[[ Stored data open ]]

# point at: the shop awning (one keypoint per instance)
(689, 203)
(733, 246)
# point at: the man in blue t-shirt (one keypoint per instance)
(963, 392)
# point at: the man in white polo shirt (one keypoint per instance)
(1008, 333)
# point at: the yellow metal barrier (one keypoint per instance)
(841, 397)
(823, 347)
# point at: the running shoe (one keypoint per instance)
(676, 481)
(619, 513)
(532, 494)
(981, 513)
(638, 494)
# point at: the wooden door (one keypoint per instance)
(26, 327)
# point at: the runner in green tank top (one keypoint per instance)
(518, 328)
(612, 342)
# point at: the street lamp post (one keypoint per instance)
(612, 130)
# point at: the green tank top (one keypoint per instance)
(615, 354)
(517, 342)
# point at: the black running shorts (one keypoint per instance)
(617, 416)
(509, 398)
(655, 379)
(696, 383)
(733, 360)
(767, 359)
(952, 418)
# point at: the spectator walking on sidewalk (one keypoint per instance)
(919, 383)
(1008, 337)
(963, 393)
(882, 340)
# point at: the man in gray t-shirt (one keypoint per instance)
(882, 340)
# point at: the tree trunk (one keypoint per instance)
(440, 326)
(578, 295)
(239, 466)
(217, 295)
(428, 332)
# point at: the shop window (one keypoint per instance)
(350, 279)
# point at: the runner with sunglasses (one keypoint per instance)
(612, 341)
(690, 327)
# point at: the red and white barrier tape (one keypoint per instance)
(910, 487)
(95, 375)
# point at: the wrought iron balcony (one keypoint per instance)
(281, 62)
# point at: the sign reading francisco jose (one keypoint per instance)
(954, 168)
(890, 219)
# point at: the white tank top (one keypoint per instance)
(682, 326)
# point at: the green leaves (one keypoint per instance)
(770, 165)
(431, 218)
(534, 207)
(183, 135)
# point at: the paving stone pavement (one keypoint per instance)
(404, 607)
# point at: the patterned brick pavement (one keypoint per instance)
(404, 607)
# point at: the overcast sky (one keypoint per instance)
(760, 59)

[[ Stored data closed ]]

§ Task instructions:
What you return must be the entries, given again word for word.

§ The completed task:
# point at: the shop awning (one keypoint per instance)
(689, 203)
(733, 246)
# point at: the man in blue t-shirt (one keypoint per instance)
(963, 392)
# point at: the man in white polo shirt (one keypoint per instance)
(1008, 333)
# point at: the yellow metal barrier (one keypoint per instance)
(841, 397)
(823, 347)
# point at: the running shoe (one keypoint per instance)
(676, 481)
(619, 513)
(532, 494)
(981, 513)
(638, 494)
# point at: the wooden door (one keypoint per instance)
(26, 327)
# point at: the runner in green tank top (one keypoint per instance)
(518, 328)
(612, 342)
# point at: the street lamp post (one keypoint per instance)
(612, 130)
# point at: the green tank top (one keypoint per instance)
(615, 354)
(517, 342)
# point at: the black running shorts (one keypoint per instance)
(617, 416)
(509, 398)
(655, 379)
(696, 383)
(733, 360)
(767, 359)
(952, 418)
# point at: the spectator walking on sidewalk (one keypoint per instance)
(919, 383)
(1008, 337)
(963, 393)
(882, 340)
# point at: the man in gray t-shirt (one keypoint per instance)
(882, 340)
# point at: the tree trunk (one keypoint per instance)
(440, 326)
(578, 295)
(239, 466)
(217, 295)
(428, 332)
# point at: the shop window (one keypoint per instance)
(350, 279)
# point at: the runner with sunglasses (one keypoint per instance)
(612, 341)
(690, 327)
# point at: the red and white barrier tape (one keypoint per instance)
(910, 487)
(95, 375)
# point at: the wrought iron balcony (one keypoint per instance)
(281, 62)
# point at: the sign reading francisco jose (one keypoint per instance)
(954, 168)
(890, 219)
# point at: the white tank top (one keypoint per instance)
(682, 326)
# point at: the green leaves (one keypoint per instance)
(770, 165)
(431, 218)
(534, 207)
(183, 135)
# point at: the paving stone pavement (one keypoint per instance)
(404, 607)
# point at: the patterned brick pavement (one keypoint per instance)
(404, 607)
# point at: the overcast sky (one keypoint per instance)
(760, 59)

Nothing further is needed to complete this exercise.